> [THE PROBLEM] Please give again, word for word, the line that contains "Query: stone basin rim" and every line after it to the end of the data, with no other lines.

> [DATASET EXTRACT]
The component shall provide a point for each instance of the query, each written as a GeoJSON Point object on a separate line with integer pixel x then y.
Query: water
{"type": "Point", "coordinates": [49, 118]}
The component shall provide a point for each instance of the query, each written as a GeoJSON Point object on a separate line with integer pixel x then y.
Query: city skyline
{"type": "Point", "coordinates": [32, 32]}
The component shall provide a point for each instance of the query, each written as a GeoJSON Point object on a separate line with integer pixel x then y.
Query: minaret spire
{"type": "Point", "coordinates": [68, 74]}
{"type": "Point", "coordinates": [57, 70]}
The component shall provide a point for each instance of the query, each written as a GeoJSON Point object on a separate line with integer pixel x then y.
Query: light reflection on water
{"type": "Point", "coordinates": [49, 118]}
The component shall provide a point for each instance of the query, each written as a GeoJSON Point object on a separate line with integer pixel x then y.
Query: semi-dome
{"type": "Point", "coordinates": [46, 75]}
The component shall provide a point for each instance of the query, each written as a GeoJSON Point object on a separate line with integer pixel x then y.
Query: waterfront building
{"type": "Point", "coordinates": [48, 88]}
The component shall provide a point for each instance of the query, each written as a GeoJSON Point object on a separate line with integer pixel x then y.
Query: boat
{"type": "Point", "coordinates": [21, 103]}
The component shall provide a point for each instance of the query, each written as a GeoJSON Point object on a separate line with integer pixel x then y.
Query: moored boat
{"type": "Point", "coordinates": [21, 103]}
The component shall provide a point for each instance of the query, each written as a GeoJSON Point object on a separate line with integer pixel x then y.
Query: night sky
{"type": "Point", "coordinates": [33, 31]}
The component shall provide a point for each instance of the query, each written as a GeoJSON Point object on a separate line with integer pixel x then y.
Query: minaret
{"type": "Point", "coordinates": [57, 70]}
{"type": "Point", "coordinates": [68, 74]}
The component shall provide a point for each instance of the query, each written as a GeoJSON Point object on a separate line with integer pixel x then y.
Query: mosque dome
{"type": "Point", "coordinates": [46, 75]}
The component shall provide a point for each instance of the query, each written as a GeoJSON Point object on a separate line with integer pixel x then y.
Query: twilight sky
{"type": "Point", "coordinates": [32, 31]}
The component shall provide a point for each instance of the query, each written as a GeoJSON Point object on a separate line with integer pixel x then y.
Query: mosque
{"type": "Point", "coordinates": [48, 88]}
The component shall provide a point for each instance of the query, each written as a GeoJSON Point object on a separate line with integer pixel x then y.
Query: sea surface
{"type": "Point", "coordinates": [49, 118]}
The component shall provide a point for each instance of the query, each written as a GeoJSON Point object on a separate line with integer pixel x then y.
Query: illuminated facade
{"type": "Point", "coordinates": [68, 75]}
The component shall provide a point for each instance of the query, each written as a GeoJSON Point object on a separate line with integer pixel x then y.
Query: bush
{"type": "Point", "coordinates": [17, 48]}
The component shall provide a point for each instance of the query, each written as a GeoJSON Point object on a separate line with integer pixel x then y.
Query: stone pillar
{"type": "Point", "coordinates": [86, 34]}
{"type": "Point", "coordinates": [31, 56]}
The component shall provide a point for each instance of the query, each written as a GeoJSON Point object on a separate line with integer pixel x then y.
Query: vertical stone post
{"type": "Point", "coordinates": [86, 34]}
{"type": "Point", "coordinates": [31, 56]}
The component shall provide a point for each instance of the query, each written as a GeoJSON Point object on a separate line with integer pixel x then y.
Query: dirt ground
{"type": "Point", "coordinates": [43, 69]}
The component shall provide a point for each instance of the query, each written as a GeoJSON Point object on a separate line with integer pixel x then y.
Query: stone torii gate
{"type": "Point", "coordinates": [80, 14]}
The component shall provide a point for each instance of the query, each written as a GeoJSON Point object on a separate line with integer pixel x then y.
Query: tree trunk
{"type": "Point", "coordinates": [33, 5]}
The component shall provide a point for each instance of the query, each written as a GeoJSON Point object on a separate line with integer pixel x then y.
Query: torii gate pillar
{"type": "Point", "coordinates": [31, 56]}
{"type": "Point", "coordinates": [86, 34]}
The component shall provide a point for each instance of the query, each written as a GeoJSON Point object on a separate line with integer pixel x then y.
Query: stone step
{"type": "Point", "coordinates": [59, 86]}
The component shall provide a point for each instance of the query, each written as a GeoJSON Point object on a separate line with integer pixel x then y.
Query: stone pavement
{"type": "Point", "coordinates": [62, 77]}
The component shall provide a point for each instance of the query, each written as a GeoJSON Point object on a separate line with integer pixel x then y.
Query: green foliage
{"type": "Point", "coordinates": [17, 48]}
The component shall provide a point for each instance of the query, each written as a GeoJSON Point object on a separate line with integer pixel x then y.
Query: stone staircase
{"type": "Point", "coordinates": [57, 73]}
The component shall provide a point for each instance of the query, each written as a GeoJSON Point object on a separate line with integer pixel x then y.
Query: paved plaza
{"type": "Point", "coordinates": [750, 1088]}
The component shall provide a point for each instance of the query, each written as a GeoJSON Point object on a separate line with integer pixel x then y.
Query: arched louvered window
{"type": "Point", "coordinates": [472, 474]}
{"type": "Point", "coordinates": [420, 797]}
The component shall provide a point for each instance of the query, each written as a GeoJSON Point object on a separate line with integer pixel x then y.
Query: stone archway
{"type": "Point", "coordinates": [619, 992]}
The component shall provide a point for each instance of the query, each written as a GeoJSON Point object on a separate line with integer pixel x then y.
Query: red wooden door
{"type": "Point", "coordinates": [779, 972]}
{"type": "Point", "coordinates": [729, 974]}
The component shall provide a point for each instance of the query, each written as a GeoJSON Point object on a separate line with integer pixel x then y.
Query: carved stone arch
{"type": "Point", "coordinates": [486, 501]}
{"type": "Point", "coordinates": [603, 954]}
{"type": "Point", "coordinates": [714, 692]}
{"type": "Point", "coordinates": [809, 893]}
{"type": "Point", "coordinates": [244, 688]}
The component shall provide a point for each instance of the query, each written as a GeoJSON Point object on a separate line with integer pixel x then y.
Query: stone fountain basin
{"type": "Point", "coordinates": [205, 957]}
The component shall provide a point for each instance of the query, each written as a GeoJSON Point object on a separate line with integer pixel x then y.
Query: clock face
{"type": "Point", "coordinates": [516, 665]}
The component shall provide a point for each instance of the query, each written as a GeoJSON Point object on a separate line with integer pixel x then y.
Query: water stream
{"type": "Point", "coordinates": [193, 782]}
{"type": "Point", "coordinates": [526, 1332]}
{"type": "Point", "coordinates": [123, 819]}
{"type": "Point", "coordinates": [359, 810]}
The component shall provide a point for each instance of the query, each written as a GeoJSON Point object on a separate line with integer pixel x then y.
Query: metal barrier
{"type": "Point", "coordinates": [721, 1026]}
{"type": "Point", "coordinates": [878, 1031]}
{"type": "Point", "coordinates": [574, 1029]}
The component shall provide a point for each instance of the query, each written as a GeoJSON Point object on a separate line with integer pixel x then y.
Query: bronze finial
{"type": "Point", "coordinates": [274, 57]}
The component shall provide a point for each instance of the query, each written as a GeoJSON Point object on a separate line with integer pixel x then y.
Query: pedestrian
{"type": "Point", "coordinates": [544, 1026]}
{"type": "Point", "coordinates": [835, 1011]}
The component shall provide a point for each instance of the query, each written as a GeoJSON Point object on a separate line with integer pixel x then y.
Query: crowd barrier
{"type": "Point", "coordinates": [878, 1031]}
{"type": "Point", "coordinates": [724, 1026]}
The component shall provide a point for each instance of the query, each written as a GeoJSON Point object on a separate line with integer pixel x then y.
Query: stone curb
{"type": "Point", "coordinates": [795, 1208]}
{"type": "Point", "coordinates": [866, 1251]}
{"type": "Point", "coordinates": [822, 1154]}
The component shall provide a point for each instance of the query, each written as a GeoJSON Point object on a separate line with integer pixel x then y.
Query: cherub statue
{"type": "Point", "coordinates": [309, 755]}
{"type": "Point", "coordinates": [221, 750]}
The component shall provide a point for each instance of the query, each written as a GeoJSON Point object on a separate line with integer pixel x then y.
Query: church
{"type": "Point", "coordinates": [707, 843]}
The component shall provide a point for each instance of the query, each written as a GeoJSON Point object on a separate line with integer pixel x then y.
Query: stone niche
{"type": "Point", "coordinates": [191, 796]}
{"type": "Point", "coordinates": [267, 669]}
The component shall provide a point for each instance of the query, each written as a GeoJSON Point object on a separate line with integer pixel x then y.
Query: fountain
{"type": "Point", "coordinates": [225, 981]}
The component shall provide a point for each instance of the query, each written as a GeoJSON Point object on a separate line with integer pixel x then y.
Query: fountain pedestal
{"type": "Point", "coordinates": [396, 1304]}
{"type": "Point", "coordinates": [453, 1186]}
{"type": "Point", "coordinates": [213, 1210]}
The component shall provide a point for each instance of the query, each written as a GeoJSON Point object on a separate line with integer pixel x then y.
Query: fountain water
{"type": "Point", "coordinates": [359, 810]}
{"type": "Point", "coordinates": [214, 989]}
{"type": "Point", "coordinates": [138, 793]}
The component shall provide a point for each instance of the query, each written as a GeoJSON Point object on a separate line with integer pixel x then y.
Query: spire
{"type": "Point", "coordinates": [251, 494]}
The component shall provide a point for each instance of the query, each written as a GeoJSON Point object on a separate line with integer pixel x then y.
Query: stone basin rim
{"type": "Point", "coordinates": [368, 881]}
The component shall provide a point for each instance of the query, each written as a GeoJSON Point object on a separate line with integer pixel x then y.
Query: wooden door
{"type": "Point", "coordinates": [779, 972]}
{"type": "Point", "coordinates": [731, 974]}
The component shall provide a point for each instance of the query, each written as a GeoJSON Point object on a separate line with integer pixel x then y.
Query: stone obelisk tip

> [EXERCISE RESPONSE]
Query: stone basin rim
{"type": "Point", "coordinates": [368, 881]}
The component shall provide a point for each instance of the query, each written as a GeoJSON Point object on a separate line with integer pixel x then y.
Query: wooden door
{"type": "Point", "coordinates": [779, 972]}
{"type": "Point", "coordinates": [731, 974]}
The component shall provide a point for each instance of the query, each written as a GeoJSON Point object on a separate line with integer pixel x then y.
Query: stone obelisk tip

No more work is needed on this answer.